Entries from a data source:
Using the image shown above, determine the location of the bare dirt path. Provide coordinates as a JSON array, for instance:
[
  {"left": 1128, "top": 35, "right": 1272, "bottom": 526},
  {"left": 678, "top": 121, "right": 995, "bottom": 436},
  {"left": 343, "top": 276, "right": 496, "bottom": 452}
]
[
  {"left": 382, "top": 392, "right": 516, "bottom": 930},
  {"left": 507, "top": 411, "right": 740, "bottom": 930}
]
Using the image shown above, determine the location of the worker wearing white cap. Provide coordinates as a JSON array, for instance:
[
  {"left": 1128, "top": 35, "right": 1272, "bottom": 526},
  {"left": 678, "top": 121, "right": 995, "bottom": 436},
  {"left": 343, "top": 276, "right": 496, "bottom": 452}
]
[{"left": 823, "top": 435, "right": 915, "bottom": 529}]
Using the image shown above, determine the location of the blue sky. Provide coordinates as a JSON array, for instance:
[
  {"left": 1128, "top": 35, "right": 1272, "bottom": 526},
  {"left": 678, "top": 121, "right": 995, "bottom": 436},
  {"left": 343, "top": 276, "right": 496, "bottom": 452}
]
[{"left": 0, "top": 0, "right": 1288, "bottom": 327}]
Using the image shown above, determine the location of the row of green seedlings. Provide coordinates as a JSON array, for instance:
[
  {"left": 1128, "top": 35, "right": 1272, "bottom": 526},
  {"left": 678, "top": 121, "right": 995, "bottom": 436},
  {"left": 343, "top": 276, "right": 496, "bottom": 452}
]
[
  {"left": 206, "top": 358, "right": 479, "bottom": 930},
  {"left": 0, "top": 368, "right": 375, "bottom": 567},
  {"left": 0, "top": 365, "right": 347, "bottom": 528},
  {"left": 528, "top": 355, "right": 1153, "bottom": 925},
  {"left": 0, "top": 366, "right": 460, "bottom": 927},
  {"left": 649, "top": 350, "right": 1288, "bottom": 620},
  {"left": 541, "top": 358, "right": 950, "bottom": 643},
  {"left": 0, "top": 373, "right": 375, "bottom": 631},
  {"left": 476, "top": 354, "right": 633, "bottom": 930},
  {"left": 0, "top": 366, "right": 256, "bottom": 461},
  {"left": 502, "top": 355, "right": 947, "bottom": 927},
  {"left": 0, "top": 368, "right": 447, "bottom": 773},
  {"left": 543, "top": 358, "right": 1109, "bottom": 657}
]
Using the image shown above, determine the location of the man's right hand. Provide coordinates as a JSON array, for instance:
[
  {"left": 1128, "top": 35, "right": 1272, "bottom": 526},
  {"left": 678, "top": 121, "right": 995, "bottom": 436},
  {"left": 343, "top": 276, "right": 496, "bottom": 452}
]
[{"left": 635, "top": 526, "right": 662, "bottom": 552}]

### TASK INSTRUCTIONS
Return each line of the entries above that contains the string "shown", treating uppercase and lowercase as different.

### TASK RESULT
Using the image shown above, determine the location of the bare dirt path. Provide coordinates as a JSON array, for instance:
Using the image shown above, determine the location of the worker wearing white cap. Provide coordinates as a JSON array, for instance:
Using the image shown above, determine the location of the blue sky. Provide coordinates as a JSON array, for instance:
Using the image shown above, determine the location of the row of green seedlings. Provide coordinates as a JSON array, for instance:
Using the image shown above, determine the location of the man's right hand. Provide coordinates as a JSON array, for instance:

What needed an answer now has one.